_Opdrachten:_
A: Geef uit het tekstfragment over de klacht tegen de notaris letterlijk het stuk terug van "Klachtonderdeel 9 ziet" tot "notaris niet betaamt.".
B: Stemmen de volgende beweringen overeen met het tekstfragment over de klacht tegen de notaris? (i) Klachtonderdeel 9 valt binnen de vervaltermijn. (ii) De afspraak bij de notaris vond plaats op 20 mei 2015. (iii) De notaris had een document onder zich dat door de verkopers was getekend. Antwoord per bewering met ja of nee en citeer de doorslaggevende woorden.

_Tekstfragment:_

In de klachtonderdelen 1 tot en met 8 en 10 is klaagster niet-ontvankelijk.

Klachtonderdeel 9 ziet op het verstrekken van de stukken tijdens de bijeenkomst op 20 mei 2015. Dit is binnen de vervaltermijn, zodat klaagster alleen voor dit klachtonderdeel kan worden ontvangen in haar klacht. De Kamer gaat over tot een inhoudelijke behandeling van dat klachtonderdeel.

De beoordeling van de klacht

Ter beoordeling van de Kamer staat of de notaris heeft gehandeld in strijd met de tuchtnorm als geformuleerd in artikel 93 Wna. Een notaris is aan tuchtrechtspraak onderworpen ter zake van handelen of nalaten in strijd met hetzij enige bij of krachtens deze wet gegeven bepaling, hetzij met de zorg die hij als notaris behoort te betrachten ten opzichte van degenen te wier behoeve hij optreedt, alsmede ter zake van handelen of nalaten dat een behoorlijk notaris niet betaamt. 

De Kamer overweegt als volgt.

Op 20 mei 2015 was de afspraak bij de notaris. De notaris had een door [lid van de A-familie] en zijn zoon (hierna: kopers) getekend document onder zich. Het was de bedoeling dat ook [B] en haar broer (hierna: verkopers) het stuk zouden tekenen op kantoor. Verkopers ontdekten dat er verschillen tussen de te tekenen overeenkomst en hun eigen stuk zaten. De notaris wilde geen afschrift verstrekken als klaagster de koopovereenkomst niet tekende.

(Gegevens)
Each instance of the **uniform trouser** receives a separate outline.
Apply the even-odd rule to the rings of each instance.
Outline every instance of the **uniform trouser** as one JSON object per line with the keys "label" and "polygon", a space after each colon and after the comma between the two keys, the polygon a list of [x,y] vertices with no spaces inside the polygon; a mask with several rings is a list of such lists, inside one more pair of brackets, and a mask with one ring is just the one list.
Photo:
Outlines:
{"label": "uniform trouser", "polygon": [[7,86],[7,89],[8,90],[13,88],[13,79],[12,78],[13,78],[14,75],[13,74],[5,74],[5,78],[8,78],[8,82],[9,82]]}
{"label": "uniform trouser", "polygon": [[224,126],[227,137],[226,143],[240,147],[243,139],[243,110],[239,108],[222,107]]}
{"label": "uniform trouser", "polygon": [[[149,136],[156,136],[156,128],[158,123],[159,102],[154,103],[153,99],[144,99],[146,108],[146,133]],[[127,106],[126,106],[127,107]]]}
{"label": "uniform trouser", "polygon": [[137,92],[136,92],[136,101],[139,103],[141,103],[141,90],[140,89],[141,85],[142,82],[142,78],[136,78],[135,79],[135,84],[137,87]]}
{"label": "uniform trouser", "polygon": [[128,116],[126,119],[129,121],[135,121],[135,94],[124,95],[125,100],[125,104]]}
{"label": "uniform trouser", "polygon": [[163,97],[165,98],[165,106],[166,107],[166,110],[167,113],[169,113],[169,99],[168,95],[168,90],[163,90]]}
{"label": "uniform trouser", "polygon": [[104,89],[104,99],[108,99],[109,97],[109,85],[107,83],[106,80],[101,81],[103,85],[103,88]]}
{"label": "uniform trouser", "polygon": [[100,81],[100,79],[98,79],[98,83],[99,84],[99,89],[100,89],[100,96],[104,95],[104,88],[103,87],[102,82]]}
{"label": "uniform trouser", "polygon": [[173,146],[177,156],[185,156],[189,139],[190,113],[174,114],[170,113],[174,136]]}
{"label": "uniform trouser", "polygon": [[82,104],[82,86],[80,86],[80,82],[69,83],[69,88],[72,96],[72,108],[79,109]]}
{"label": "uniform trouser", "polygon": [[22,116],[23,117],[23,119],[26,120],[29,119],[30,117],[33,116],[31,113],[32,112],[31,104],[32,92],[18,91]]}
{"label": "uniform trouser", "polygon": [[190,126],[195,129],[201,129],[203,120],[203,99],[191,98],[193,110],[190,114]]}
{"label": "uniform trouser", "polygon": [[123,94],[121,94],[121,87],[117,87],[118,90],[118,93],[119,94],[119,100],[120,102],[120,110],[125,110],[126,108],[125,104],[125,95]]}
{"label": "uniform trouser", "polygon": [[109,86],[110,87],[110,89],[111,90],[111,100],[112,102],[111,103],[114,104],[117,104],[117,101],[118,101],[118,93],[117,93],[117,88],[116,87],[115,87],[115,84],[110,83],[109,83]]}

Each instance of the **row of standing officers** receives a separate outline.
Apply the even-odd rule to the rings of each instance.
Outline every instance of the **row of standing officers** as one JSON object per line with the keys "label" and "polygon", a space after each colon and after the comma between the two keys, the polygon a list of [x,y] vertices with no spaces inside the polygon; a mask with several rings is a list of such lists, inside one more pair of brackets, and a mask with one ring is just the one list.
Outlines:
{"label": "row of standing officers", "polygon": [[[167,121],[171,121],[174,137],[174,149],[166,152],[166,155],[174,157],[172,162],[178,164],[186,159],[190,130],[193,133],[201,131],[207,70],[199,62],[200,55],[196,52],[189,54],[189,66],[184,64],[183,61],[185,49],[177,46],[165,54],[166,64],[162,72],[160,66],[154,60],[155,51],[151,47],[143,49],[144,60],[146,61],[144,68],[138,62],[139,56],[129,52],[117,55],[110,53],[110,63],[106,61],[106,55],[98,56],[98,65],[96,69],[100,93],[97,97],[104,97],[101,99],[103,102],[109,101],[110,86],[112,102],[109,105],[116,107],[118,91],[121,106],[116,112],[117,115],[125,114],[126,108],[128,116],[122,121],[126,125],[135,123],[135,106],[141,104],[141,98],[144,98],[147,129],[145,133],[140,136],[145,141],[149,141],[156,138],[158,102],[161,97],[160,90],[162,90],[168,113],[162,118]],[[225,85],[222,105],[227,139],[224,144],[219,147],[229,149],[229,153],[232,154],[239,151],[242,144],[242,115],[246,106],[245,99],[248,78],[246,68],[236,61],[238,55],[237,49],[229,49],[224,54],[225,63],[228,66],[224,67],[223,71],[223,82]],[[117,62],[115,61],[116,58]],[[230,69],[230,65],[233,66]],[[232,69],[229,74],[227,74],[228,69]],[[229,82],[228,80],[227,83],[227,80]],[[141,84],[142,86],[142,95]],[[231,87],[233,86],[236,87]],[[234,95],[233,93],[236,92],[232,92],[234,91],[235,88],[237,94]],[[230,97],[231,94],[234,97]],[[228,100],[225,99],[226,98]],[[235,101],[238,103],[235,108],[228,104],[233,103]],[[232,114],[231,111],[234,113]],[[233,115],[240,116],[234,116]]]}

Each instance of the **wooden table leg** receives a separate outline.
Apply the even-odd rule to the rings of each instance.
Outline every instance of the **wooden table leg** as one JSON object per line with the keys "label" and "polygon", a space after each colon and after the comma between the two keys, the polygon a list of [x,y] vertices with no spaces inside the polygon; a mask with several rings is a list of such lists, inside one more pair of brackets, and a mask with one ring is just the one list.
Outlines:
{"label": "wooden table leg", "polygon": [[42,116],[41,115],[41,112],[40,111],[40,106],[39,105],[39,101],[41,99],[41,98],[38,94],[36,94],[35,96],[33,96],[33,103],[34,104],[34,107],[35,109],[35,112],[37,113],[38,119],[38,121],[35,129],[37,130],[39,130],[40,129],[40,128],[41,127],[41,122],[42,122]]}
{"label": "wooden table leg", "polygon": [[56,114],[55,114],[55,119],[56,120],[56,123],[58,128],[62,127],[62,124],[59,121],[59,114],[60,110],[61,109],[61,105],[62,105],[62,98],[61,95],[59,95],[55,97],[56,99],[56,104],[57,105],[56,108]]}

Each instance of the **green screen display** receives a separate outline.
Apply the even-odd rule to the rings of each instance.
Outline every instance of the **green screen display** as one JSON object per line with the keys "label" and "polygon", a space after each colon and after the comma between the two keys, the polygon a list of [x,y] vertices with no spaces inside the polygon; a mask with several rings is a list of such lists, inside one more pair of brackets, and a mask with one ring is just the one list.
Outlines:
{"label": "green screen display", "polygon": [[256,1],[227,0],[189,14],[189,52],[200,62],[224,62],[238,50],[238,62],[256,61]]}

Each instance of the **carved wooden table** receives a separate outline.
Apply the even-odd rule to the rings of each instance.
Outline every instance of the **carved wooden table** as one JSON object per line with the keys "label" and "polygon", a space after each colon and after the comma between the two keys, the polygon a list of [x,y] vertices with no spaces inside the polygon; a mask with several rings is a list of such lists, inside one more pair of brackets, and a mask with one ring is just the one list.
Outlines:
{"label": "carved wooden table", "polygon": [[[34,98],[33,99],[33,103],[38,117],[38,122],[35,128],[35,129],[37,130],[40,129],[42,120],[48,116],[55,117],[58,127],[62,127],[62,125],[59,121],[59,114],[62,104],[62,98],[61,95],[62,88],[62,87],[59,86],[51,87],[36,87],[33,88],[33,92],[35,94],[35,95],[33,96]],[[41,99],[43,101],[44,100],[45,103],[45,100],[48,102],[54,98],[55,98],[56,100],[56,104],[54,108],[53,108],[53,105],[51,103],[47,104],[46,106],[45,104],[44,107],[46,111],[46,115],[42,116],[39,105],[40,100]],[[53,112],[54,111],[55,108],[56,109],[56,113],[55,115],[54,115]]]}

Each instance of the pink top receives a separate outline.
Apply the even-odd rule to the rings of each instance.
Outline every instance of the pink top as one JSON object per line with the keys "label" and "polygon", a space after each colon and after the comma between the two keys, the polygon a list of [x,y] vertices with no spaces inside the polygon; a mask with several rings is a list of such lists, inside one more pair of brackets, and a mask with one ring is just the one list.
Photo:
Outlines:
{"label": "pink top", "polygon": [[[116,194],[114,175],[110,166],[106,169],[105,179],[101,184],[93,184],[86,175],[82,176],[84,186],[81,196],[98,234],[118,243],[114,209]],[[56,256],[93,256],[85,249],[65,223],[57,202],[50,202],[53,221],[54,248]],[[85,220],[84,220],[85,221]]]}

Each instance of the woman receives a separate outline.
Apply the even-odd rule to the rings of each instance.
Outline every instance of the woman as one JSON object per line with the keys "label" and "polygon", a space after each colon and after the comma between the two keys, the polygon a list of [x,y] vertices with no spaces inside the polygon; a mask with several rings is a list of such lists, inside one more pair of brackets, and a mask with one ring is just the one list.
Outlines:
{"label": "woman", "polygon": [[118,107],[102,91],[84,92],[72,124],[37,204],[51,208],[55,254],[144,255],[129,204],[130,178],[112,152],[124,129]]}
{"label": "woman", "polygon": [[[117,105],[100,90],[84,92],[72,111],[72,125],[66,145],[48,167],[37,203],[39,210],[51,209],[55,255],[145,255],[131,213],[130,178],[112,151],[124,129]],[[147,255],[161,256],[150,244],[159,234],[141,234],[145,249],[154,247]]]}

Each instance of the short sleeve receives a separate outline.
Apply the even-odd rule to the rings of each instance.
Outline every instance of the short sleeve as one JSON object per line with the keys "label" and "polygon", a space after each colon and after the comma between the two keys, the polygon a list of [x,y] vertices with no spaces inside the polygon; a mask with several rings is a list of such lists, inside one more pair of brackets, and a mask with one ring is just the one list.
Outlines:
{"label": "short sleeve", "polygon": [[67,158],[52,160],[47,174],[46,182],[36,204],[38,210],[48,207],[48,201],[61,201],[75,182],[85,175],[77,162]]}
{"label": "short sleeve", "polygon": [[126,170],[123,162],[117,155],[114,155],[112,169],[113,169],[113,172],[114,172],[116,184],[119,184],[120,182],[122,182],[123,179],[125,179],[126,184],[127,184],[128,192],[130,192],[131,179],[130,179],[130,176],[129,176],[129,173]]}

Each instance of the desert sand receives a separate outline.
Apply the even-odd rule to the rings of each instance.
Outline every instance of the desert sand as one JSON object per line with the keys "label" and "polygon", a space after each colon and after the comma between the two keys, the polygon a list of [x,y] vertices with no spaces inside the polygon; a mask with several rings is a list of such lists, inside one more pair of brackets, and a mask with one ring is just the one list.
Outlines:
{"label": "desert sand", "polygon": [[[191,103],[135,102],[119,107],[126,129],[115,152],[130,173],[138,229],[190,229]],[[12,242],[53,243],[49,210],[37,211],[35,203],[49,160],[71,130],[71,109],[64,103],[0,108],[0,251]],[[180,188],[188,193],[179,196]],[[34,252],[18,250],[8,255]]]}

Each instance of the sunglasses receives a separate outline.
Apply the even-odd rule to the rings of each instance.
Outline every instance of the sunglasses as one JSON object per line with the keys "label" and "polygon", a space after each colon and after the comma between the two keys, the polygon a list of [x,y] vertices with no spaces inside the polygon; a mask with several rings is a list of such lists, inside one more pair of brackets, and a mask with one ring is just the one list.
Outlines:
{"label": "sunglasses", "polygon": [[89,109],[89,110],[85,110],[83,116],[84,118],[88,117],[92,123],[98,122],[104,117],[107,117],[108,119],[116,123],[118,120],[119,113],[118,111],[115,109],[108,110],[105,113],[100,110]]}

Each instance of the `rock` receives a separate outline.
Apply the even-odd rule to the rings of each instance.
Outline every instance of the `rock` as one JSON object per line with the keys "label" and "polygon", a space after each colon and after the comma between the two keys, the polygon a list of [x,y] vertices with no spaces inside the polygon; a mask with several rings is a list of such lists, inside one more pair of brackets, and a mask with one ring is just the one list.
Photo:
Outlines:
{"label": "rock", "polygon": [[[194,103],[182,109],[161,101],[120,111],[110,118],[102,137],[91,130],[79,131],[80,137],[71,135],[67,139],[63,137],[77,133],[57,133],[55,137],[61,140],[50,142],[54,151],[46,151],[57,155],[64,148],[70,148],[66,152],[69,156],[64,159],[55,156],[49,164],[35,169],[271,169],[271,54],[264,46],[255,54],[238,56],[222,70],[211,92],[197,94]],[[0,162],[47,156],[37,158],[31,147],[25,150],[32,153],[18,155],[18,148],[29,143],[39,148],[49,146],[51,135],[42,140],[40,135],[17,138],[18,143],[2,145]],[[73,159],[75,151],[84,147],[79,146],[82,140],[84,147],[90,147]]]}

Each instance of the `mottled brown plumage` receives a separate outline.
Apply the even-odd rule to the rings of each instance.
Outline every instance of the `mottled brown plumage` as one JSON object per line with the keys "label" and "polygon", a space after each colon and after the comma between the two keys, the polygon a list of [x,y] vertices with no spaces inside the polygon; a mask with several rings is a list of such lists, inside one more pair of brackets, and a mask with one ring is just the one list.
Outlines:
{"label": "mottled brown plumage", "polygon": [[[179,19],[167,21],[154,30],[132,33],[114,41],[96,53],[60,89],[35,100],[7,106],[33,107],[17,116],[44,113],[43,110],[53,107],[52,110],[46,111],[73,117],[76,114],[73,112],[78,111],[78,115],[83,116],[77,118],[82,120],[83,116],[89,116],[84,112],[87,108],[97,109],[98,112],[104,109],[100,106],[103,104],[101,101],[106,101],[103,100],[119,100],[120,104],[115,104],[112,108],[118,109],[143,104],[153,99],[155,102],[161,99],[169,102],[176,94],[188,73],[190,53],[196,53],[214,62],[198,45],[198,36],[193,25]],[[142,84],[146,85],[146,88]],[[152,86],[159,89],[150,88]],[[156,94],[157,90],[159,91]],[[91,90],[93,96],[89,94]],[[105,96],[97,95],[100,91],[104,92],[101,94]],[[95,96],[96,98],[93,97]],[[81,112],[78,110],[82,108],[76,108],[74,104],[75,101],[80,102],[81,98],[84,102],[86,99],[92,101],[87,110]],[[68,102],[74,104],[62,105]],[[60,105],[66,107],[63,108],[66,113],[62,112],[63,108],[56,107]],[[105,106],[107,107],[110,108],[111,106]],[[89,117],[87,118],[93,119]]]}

_Antwoorden:_
A:
Klachtonderdeel 9 ziet op het verstrekken van de stukken tijdens de bijeenkomst op 20 mei 2015. Dit is binnen de vervaltermijn, zodat klaagster alleen voor dit klachtonderdeel kan worden ontvangen in haar klacht. De Kamer gaat over tot een inhoudelijke behandeling van dat klachtonderdeel.

De beoordeling van de klacht

Ter beoordeling van de Kamer staat of de notaris heeft gehandeld in strijd met de tuchtnorm als geformuleerd in artikel 93 Wna. Een notaris is aan tuchtrechtspraak onderworpen ter zake van handelen of nalaten in strijd met hetzij enige bij of krachtens deze wet gegeven bepaling, hetzij met de zorg die hij als notaris behoort te betrachten ten opzichte van degenen te wier behoeve hij optreedt, alsmede ter zake van handelen of nalaten dat een behoorlijk notaris niet betaamt.

B:
(i) Ja: "Dit is binnen de vervaltermijn"
(ii) Ja: "Op 20 mei 2015 was de afspraak bij de notaris."
(iii) Nee: "De notaris had een door [lid van de A-familie] en zijn zoon (hierna: kopers) getekend document onder zich."